* [RECORDS SHOWN]:
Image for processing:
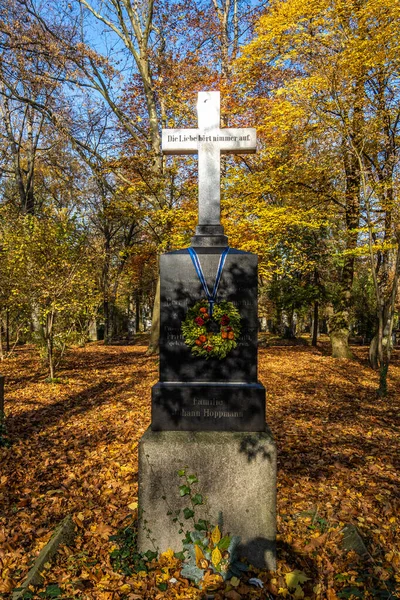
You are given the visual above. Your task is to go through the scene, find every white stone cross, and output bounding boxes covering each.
[162,92,256,232]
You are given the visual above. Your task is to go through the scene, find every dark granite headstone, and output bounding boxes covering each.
[151,247,265,431]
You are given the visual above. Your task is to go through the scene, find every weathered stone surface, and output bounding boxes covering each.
[151,382,265,431]
[152,248,265,431]
[138,429,276,570]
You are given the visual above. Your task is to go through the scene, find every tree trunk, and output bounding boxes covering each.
[147,276,160,354]
[0,314,4,361]
[45,311,55,380]
[311,300,319,346]
[135,292,142,333]
[6,308,10,352]
[328,309,353,358]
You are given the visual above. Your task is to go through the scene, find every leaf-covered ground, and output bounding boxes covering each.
[0,342,400,600]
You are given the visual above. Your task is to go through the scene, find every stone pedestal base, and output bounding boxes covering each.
[138,428,276,570]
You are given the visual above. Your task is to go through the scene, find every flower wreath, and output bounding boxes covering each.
[182,300,241,360]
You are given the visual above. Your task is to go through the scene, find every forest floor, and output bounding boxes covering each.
[0,338,400,600]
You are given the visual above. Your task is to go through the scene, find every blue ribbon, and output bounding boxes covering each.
[188,246,229,317]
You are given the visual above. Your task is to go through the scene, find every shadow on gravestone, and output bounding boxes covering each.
[160,249,258,382]
[240,426,274,462]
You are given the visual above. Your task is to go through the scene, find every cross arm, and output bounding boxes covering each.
[162,129,199,154]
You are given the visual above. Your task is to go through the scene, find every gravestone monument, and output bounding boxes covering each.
[138,92,276,570]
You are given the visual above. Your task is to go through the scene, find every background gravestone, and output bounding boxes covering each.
[138,92,276,569]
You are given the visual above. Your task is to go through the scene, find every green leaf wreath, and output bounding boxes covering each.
[182,300,241,360]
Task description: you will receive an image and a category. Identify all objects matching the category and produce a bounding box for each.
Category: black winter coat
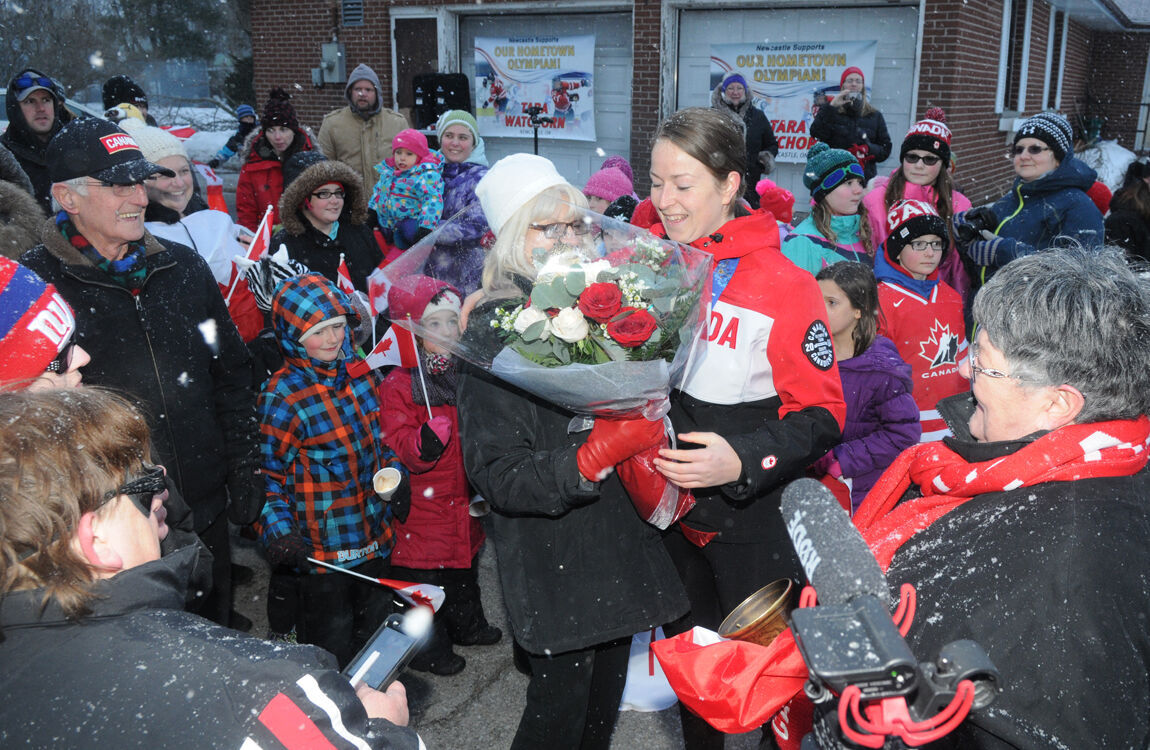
[21,225,259,533]
[271,160,383,293]
[887,396,1150,750]
[458,300,688,653]
[0,548,420,750]
[0,70,71,214]
[811,104,894,182]
[711,84,779,208]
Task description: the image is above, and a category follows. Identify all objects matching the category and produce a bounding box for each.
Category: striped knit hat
[1014,112,1074,161]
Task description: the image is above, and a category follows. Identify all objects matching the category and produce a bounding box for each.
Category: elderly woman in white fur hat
[458,154,687,750]
[120,116,263,342]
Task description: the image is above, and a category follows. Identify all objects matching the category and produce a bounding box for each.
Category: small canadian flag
[347,324,420,377]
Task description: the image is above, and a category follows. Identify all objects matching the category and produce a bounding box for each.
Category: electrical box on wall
[320,41,347,83]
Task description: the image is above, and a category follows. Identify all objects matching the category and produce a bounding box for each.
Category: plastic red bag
[651,628,807,734]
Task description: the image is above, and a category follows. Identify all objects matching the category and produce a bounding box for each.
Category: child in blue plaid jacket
[259,274,411,666]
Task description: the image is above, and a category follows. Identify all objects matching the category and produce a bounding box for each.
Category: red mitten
[575,416,664,482]
[615,437,695,529]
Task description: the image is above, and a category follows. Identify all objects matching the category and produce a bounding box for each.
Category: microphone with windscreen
[782,479,918,698]
[782,479,1001,748]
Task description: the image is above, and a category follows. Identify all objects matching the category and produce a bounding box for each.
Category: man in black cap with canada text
[22,117,263,625]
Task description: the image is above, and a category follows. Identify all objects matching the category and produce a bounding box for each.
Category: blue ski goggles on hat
[13,72,55,91]
[815,161,865,193]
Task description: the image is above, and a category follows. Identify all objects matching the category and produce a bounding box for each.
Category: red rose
[578,282,623,323]
[607,307,659,349]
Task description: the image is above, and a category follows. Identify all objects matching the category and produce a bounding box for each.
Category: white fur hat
[475,154,568,237]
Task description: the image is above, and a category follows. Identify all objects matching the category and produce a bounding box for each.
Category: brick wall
[1061,18,1094,138]
[630,0,662,196]
[915,0,1016,205]
[1090,33,1150,150]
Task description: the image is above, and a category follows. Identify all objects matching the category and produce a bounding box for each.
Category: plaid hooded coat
[259,274,407,567]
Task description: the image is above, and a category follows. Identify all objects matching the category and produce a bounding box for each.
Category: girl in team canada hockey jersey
[651,108,858,749]
[874,200,969,443]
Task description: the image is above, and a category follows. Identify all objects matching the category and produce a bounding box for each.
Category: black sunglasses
[100,464,168,515]
[13,72,55,91]
[44,342,76,373]
[903,154,942,167]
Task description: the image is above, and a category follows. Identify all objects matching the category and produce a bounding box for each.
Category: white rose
[551,307,591,344]
[583,258,611,284]
[515,307,551,340]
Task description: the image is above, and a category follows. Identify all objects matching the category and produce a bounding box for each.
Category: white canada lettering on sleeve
[683,299,776,404]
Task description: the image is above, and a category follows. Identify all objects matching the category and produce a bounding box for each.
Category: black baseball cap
[47,117,176,185]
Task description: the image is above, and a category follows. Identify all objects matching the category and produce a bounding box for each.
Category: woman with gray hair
[837,248,1150,748]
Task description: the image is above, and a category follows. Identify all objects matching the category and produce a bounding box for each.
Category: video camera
[782,479,1001,750]
[955,206,998,245]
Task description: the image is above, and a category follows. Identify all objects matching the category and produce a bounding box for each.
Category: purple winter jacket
[428,161,488,294]
[833,336,922,512]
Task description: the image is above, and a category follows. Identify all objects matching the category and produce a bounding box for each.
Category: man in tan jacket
[320,63,411,193]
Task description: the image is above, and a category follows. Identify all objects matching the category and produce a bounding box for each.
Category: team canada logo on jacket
[803,320,835,370]
[919,320,959,369]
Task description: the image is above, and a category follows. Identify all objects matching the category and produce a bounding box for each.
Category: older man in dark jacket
[22,117,262,625]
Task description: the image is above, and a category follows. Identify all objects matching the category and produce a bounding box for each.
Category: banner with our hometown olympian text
[711,40,879,163]
[475,35,595,140]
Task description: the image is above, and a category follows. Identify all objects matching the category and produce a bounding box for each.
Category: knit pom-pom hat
[583,167,634,204]
[803,143,864,200]
[260,87,299,131]
[898,107,950,162]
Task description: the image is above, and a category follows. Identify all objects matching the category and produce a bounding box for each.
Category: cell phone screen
[343,615,420,690]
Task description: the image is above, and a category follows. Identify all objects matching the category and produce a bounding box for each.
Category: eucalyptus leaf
[523,320,547,343]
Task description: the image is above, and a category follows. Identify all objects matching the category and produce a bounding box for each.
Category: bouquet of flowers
[384,204,711,528]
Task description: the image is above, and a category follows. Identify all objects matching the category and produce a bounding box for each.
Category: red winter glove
[846,144,874,164]
[575,416,664,482]
[615,437,695,529]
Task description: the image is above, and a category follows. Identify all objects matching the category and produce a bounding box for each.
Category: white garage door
[459,10,631,188]
[675,6,919,209]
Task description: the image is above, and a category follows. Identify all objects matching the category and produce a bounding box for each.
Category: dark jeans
[189,513,231,626]
[664,529,803,750]
[391,557,488,641]
[511,637,631,750]
[298,558,394,667]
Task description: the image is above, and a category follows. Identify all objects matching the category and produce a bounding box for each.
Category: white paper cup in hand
[371,466,404,502]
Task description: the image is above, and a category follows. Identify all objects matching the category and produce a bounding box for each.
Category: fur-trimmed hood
[0,182,44,260]
[279,160,367,236]
[236,124,320,168]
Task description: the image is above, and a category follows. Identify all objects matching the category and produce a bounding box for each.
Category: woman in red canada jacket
[380,275,503,674]
[651,107,846,750]
[236,89,313,231]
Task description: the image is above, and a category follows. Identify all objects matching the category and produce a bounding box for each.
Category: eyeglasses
[44,342,76,373]
[819,162,864,190]
[531,219,591,239]
[100,464,167,515]
[1006,144,1050,159]
[84,181,144,198]
[13,72,55,91]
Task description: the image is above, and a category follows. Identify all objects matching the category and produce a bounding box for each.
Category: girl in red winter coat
[380,276,503,675]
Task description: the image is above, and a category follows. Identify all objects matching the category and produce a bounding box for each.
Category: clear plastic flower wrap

* [PROBLEM DESCRIPTION]:
Please scale every line from the first one through the line holding "[138,429,276,570]", both included, by copying each line unchanged except that every bounding box coordinate is multiplied by 0.65 and rounded to a whole number, with halves rounded up. Leave the pictures out of your answer.

* [EXERCISE RESULT]:
Image for processing:
You are given the visual above. Your task is to go through the scene, find every white stone cross, and output bounding boxes covering each.
[105,60,166,151]
You are given the visual above. Your task is to go through the scene, find every dark granite headstone, and output bounding boxes covering each.
[98,161,172,280]
You are given the visual above. Your task is to go through the scene, find every weathered stone surface, and output bounding boxes covering each.
[98,248,172,280]
[99,161,172,280]
[90,279,179,371]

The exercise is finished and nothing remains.